Problem —
The lines to be copied run from the one containing "Pick out the bell" to the end of the material below; reproduce them exactly, including both ends, and nothing more.

______

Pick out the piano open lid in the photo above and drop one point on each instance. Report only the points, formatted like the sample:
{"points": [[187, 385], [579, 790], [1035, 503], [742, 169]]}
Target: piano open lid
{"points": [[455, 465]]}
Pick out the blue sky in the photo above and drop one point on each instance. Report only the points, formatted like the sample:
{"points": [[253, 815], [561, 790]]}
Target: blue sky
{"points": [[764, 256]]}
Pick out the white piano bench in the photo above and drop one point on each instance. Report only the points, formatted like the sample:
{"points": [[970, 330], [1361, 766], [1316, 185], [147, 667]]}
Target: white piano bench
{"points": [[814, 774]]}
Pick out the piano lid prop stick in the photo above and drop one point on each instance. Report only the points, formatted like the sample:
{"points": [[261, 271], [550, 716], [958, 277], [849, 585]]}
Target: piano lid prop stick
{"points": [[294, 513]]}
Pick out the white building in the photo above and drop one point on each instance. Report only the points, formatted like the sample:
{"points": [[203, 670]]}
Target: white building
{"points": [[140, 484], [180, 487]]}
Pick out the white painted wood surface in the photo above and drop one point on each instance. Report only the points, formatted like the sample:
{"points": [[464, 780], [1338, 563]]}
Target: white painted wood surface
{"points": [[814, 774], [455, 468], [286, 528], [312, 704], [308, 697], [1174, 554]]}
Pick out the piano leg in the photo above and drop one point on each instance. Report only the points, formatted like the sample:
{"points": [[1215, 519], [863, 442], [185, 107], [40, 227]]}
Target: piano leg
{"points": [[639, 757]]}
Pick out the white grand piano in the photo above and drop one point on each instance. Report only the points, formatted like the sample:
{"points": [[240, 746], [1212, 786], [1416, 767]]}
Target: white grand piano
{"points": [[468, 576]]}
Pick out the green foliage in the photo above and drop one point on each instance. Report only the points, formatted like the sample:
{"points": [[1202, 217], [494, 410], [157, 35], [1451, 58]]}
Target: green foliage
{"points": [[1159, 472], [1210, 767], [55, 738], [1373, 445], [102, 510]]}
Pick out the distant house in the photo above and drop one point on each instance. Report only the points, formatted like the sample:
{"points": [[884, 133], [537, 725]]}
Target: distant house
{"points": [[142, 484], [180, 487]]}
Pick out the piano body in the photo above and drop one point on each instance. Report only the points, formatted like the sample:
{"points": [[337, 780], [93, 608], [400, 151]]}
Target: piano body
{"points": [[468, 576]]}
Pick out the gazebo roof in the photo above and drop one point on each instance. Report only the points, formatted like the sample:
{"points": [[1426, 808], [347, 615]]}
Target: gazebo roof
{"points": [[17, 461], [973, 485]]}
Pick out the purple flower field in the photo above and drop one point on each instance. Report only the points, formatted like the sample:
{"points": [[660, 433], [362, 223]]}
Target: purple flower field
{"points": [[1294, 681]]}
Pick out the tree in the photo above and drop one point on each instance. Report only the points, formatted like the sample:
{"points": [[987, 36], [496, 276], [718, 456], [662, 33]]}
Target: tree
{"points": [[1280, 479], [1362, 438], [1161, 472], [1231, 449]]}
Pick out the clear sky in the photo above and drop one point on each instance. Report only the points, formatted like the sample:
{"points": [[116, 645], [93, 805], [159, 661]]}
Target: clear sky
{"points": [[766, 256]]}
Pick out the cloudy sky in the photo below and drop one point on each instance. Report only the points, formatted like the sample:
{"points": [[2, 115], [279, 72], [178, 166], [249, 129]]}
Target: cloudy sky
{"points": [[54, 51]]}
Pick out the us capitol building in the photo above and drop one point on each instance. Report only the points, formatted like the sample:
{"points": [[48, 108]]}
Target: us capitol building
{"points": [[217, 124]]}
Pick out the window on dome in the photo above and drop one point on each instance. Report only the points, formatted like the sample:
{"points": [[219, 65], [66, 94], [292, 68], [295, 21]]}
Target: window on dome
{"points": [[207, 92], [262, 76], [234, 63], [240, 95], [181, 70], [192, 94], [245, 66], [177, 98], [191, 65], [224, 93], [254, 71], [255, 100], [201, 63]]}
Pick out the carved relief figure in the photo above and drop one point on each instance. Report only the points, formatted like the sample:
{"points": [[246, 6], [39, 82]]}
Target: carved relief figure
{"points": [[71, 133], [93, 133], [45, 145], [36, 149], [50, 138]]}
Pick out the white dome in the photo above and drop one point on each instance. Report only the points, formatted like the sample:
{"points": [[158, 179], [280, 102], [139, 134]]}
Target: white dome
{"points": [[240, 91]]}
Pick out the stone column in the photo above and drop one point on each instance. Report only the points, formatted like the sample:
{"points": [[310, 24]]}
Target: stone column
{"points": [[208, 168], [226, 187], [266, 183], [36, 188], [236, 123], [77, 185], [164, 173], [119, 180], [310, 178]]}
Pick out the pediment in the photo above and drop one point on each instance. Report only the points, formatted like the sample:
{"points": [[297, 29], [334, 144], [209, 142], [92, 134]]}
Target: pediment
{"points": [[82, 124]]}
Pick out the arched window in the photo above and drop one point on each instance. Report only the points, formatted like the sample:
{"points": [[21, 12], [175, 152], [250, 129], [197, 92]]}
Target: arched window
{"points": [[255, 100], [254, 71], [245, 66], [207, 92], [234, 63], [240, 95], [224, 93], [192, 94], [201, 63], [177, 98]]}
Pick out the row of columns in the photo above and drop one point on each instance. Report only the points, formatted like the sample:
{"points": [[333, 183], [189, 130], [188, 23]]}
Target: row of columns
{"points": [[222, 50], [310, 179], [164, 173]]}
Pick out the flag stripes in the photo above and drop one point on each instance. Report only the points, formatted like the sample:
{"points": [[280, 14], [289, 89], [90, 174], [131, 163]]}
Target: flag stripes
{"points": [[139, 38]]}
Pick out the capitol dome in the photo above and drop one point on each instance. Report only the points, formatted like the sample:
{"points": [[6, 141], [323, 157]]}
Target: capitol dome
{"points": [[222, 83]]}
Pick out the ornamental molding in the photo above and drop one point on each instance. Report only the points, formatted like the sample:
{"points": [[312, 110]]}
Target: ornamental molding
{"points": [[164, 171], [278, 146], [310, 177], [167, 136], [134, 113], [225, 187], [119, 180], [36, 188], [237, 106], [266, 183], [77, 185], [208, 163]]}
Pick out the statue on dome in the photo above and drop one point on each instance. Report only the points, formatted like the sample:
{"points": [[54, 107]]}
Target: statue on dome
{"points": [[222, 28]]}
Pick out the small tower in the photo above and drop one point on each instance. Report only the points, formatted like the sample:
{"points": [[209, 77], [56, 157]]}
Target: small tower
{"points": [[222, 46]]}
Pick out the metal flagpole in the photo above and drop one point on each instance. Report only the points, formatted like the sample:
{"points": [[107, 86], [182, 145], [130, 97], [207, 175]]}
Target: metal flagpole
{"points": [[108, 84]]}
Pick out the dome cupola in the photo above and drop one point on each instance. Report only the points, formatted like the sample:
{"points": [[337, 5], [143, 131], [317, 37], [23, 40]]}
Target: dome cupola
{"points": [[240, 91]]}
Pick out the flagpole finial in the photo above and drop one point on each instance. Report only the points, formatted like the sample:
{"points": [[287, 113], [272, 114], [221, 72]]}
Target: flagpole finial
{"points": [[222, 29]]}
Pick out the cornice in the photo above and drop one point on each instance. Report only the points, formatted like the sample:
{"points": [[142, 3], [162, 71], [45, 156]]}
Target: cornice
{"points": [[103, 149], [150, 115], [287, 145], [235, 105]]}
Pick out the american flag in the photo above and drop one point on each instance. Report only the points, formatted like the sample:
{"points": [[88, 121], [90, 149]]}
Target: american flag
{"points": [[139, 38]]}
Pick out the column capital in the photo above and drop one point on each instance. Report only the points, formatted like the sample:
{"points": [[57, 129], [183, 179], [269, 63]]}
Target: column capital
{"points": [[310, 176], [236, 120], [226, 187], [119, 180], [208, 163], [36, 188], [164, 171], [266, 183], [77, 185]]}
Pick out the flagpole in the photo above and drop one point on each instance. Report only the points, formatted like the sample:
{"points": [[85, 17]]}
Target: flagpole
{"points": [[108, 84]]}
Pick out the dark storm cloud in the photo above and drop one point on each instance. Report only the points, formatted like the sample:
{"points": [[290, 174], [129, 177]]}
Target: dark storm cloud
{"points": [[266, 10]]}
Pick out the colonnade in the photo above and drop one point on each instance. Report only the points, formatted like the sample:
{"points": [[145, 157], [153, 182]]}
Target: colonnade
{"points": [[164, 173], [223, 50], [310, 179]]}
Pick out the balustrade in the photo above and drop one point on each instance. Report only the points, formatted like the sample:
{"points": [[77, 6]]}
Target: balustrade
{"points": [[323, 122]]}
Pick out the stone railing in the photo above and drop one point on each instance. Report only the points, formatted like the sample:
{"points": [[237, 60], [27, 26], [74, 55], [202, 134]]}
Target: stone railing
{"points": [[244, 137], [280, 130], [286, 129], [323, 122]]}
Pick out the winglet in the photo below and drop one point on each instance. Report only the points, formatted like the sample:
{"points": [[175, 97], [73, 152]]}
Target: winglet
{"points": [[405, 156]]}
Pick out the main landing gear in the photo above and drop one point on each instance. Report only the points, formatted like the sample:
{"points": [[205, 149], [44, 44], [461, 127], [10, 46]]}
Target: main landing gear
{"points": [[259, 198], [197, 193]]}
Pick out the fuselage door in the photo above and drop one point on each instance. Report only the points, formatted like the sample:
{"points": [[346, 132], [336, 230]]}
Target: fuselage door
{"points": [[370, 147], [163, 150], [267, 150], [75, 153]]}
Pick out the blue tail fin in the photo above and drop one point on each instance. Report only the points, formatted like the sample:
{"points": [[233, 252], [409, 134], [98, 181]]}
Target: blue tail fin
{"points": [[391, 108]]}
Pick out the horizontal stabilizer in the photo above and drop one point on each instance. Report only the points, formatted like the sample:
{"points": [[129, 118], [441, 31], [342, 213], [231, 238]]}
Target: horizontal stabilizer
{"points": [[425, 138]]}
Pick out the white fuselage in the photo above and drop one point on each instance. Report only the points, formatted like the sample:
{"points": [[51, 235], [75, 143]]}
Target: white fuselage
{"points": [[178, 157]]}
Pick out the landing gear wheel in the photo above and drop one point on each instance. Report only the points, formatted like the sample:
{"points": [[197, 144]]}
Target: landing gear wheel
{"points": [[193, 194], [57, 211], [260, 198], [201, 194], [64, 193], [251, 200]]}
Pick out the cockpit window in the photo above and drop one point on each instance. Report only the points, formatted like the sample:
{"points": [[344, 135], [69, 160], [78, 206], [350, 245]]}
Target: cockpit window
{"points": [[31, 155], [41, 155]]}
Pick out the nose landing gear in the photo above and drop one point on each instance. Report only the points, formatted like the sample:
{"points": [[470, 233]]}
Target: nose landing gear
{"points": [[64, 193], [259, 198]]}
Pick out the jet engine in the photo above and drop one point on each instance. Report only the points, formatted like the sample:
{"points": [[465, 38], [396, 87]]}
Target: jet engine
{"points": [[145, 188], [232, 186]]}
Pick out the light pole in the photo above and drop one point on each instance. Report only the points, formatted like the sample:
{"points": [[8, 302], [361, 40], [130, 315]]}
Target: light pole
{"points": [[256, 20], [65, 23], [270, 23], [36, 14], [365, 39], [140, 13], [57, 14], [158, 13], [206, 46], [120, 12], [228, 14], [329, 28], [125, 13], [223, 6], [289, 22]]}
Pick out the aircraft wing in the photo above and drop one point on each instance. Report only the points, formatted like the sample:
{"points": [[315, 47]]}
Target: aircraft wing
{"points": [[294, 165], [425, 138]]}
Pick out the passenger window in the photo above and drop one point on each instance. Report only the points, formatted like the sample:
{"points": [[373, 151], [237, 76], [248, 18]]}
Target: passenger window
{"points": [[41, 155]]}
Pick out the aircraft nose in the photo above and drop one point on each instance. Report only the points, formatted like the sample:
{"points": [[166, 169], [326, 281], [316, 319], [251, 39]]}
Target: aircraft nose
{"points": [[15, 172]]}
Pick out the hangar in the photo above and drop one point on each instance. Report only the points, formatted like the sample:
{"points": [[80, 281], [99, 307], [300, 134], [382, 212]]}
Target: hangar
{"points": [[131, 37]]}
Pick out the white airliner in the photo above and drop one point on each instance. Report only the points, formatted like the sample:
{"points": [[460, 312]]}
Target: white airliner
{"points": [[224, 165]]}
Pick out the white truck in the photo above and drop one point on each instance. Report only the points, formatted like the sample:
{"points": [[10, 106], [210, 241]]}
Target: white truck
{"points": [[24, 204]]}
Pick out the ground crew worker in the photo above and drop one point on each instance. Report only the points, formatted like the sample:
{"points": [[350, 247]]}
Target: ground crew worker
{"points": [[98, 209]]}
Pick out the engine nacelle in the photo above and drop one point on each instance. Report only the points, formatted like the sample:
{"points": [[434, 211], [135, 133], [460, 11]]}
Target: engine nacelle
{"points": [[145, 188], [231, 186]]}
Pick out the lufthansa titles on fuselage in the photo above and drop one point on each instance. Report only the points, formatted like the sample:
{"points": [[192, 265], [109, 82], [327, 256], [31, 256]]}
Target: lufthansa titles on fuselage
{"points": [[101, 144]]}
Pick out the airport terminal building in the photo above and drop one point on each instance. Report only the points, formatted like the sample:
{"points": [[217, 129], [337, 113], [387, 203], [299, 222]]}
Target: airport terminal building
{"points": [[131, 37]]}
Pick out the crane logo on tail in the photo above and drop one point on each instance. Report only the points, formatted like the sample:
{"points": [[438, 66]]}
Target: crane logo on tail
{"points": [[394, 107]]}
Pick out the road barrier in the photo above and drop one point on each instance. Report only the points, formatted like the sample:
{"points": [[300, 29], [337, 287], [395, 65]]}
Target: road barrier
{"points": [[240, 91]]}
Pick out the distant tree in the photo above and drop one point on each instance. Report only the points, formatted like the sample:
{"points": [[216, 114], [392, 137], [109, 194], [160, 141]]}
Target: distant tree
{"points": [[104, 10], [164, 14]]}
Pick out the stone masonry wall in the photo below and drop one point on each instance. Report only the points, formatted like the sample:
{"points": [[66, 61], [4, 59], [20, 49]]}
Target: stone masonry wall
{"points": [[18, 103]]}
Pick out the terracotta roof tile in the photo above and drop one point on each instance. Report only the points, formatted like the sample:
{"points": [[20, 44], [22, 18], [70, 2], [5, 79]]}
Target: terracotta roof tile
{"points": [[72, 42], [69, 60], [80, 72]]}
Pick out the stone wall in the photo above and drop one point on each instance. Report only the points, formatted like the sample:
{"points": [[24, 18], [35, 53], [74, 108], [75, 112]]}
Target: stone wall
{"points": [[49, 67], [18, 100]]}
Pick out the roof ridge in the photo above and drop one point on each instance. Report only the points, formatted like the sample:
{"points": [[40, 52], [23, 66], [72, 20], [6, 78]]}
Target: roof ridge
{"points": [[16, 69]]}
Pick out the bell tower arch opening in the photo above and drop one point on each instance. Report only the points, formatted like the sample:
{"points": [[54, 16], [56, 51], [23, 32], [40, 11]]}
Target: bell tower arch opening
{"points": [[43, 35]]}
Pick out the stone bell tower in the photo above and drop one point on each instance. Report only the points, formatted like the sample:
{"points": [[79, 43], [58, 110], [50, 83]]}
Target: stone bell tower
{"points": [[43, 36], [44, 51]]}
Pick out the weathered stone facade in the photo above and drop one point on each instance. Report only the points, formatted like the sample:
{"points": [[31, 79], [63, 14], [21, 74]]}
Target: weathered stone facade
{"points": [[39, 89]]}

______

Final result —
Pick out the bell tower arch opening in the photo above and drop one point on each instance. Report only the points, formatted like the sample:
{"points": [[54, 16], [56, 51], [23, 32], [40, 11]]}
Target: bell tower arch opening
{"points": [[43, 35]]}
Pick out the stone bell tower in the photo above and drop one point on each instance. Report only the points, formatted like the sample:
{"points": [[79, 43], [58, 110], [50, 83]]}
Target: stone bell tower
{"points": [[43, 36], [44, 51]]}
Pick out the weathered stone facade in the photo above and drop one point on each instance. Report only the points, formatted like the sample:
{"points": [[31, 79], [63, 14], [21, 74]]}
Target: weathered stone facade
{"points": [[39, 89]]}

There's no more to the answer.